Instructions for the task:
Copy out all the records below, swapping every "the service" for "the system" and leaving everything else as it is.

(Records)
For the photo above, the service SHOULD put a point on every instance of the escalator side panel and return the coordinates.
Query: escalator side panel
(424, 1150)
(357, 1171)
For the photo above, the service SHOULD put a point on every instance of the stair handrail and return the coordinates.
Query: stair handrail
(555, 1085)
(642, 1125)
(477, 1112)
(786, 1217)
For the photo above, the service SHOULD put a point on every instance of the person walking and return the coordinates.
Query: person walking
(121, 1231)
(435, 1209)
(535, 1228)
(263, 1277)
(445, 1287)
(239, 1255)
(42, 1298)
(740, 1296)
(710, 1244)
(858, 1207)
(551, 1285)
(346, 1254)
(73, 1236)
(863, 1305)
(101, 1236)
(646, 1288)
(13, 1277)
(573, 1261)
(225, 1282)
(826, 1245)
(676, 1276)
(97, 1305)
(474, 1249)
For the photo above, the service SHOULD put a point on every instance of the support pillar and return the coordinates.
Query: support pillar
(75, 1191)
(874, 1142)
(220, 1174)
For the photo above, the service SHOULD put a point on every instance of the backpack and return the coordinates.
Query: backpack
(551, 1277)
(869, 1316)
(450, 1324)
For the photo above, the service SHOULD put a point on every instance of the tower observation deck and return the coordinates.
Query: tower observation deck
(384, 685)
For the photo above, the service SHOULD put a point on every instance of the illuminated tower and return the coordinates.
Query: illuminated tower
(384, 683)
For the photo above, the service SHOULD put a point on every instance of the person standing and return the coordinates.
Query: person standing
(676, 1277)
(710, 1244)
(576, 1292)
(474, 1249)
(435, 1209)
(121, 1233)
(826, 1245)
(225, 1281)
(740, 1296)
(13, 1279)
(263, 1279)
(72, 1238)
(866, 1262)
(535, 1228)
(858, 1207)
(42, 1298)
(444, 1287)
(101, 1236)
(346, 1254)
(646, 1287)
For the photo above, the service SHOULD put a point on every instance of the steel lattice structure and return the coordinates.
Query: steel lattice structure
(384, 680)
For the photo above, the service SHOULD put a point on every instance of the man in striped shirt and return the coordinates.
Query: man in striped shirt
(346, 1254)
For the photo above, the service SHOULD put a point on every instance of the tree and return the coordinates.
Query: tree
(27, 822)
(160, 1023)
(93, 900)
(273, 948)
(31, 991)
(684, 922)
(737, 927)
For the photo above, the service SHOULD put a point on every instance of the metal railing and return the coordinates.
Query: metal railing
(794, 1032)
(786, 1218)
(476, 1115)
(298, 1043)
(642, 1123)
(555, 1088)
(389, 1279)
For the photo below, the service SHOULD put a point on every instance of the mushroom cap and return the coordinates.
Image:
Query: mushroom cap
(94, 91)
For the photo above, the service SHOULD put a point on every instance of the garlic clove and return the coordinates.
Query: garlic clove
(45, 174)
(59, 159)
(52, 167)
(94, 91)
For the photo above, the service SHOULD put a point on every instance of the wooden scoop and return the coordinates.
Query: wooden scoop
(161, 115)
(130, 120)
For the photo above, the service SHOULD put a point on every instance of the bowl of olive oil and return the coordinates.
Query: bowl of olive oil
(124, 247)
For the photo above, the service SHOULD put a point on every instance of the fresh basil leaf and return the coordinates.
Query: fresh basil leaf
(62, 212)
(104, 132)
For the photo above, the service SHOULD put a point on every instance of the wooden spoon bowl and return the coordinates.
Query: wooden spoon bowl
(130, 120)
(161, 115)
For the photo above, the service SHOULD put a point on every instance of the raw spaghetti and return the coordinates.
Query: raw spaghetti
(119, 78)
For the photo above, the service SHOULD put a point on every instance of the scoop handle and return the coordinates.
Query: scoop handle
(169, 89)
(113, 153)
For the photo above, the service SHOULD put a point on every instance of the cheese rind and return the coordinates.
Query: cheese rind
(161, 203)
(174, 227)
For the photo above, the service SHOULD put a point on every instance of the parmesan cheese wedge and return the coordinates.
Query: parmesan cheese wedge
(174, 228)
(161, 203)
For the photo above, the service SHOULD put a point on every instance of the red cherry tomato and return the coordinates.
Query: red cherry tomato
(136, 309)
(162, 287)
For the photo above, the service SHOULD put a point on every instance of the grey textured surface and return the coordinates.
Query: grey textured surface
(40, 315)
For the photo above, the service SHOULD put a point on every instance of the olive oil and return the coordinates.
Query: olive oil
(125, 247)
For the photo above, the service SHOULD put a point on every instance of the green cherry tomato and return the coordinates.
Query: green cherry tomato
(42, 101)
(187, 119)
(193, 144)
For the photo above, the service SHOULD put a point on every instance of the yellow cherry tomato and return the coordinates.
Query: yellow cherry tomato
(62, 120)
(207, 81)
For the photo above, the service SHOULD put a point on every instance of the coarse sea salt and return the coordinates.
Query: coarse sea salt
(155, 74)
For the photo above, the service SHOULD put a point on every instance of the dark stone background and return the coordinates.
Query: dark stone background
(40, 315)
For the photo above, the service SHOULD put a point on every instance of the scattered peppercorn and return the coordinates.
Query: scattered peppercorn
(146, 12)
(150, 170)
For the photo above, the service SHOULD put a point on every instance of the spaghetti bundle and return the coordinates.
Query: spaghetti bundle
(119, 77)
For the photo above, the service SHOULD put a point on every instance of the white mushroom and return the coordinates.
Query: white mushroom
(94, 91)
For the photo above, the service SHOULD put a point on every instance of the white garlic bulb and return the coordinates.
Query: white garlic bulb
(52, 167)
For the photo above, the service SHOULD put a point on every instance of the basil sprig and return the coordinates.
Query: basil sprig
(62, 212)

Answer below:
For the photo above, the system SHOULD put a point on every instance of the escalator side panel and return the coordinates.
Query: escalator side panel
(424, 1150)
(357, 1171)
For the photo above, the system SHOULD put a point on every instance of the stair handrail and return the coordinates.
Query: stair handrail
(555, 1085)
(642, 1125)
(477, 1112)
(786, 1217)
For the photo above, the system SHOULD put a point on every instance of the person walking and return the coordinates.
Query: person walking
(121, 1231)
(435, 1209)
(535, 1228)
(263, 1277)
(445, 1287)
(239, 1255)
(42, 1298)
(740, 1296)
(710, 1244)
(858, 1207)
(551, 1285)
(346, 1254)
(73, 1236)
(863, 1305)
(101, 1236)
(646, 1288)
(13, 1277)
(573, 1261)
(225, 1282)
(826, 1245)
(676, 1276)
(97, 1305)
(474, 1249)
For the photo above, the system SHOULD put a point on every instance of the support pillar and return the coordinates.
Query: support pillar
(75, 1191)
(874, 1142)
(220, 1174)
For the photo above, the system SHOULD put a point on every instance of the backpack and return the coordinates.
Query: backpack
(551, 1277)
(869, 1316)
(450, 1324)
For the photo above, the system SHOULD put a point on every instance of the tower observation deck and return the coordinates.
Query: tower observation deck
(384, 685)
For the photo above, the system SHOULD put a point on every instance of the illuminated tower and return the coordinates.
Query: illuminated tower
(384, 683)
For the photo above, the system SHOULD put a point on every instance of the person standing and return the coordinates.
Query: person standing
(676, 1277)
(710, 1244)
(576, 1292)
(474, 1249)
(435, 1209)
(121, 1233)
(826, 1245)
(225, 1281)
(740, 1296)
(13, 1279)
(263, 1279)
(72, 1238)
(866, 1262)
(535, 1228)
(858, 1207)
(42, 1298)
(444, 1287)
(101, 1236)
(346, 1254)
(646, 1287)
For the photo above, the system SHOULD put a point on every instance of the steel lattice structure and return the coordinates.
Query: steel lattice structure
(384, 680)
For the photo above, the system SHOULD put a point on every instance of the man in striped shirt and return the coordinates.
Query: man in striped shirt
(346, 1254)
For the photo above, the system SHOULD put a point on every instance of the tree and return the coordinates.
Query: tree
(27, 822)
(160, 1023)
(93, 900)
(273, 948)
(31, 991)
(684, 922)
(737, 927)
For the photo above, the system SHOULD put a point on every instance of the metal railing and return the coordinates.
Query: metal railing
(794, 1032)
(786, 1218)
(476, 1115)
(298, 1043)
(642, 1123)
(555, 1088)
(389, 1279)
For the photo below, the system SHOULD put a point on every instance of the mushroom cap and return the coordinates.
Image:
Query: mushroom cap
(94, 91)
For the photo above, the system SHOULD put a point on every instance of the garlic clove and return the coordinates.
Query: garlic clove
(45, 174)
(59, 159)
(52, 167)
(94, 91)
For the photo above, the system SHOULD put a point on every instance of the wooden scoop and return the coordinates.
Query: wooden scoop
(161, 115)
(130, 120)
For the photo above, the system SHOULD put a point on every instance of the bowl of olive oil and return the coordinates.
Query: bowl of olive oil
(124, 247)
For the photo above, the system SHOULD put a point on every instance of the fresh basil leaf and return the coordinates.
Query: fresh basil leaf
(62, 212)
(104, 132)
For the photo above, the system SHOULD put a point on every instance of the wooden spoon bowl and return the coordinates.
Query: wooden spoon bowl
(130, 120)
(161, 115)
For the photo above, the system SHOULD put a point on every instance of the raw spaghetti and return the coordinates.
Query: raw spaghetti
(119, 78)
For the photo above, the system SHOULD put a point on every instance of the scoop handle and return the coordinates.
Query: scoop handle
(169, 89)
(113, 153)
For the photo above, the system SHOULD put a point on every instance of the cheese rind and return the coordinates.
Query: cheese rind
(161, 203)
(174, 227)
For the photo above, the system SHOULD put a point on every instance of the parmesan cheese wedge and return the coordinates.
Query: parmesan cheese wedge
(174, 228)
(161, 203)
For the photo above, the system SHOULD put a point on every instance of the red cherry tomato and return the coordinates.
Query: red cherry tomato
(136, 309)
(162, 287)
For the photo above, the system SHOULD put a point on every instance of the grey textured surface and return the coordinates.
Query: grey textured surface
(40, 315)
For the photo above, the system SHOULD put a point on every instance of the olive oil and return the coordinates.
Query: olive oil
(125, 247)
For the photo above, the system SHOULD put a point on every instance of the green cherry tomato and return the coordinates.
Query: green cherry tomato
(42, 101)
(187, 119)
(193, 144)
For the photo above, the system SHOULD put a point on every instance of the yellow cherry tomato and return the coordinates.
Query: yellow cherry tomato
(62, 120)
(207, 81)
For the photo above, the system SHOULD put a point on every instance of the coarse sea salt and return the coordinates.
Query: coarse sea salt
(155, 74)
For the photo above, the system SHOULD put a point on every instance of the dark stone background and return the coordinates.
Query: dark stone background
(40, 315)
For the photo above, the system SHOULD put a point on every instance of the scattered peppercorn and return the coordinates.
Query: scattered peppercorn
(146, 12)
(150, 170)
For the photo above, the system SHOULD put a point on every instance of the spaghetti bundle and return the coordinates.
Query: spaghetti bundle
(119, 77)
For the photo above, the system SHOULD put a point on every instance of the white mushroom and return the coordinates.
Query: white mushroom
(94, 91)
For the photo above, the system SHOULD put a point on every instance of the white garlic bulb and return the coordinates.
Query: white garlic bulb
(52, 167)
For the photo above, the system SHOULD put a point on every instance of the basil sprig and return the coordinates.
Query: basil sprig
(62, 212)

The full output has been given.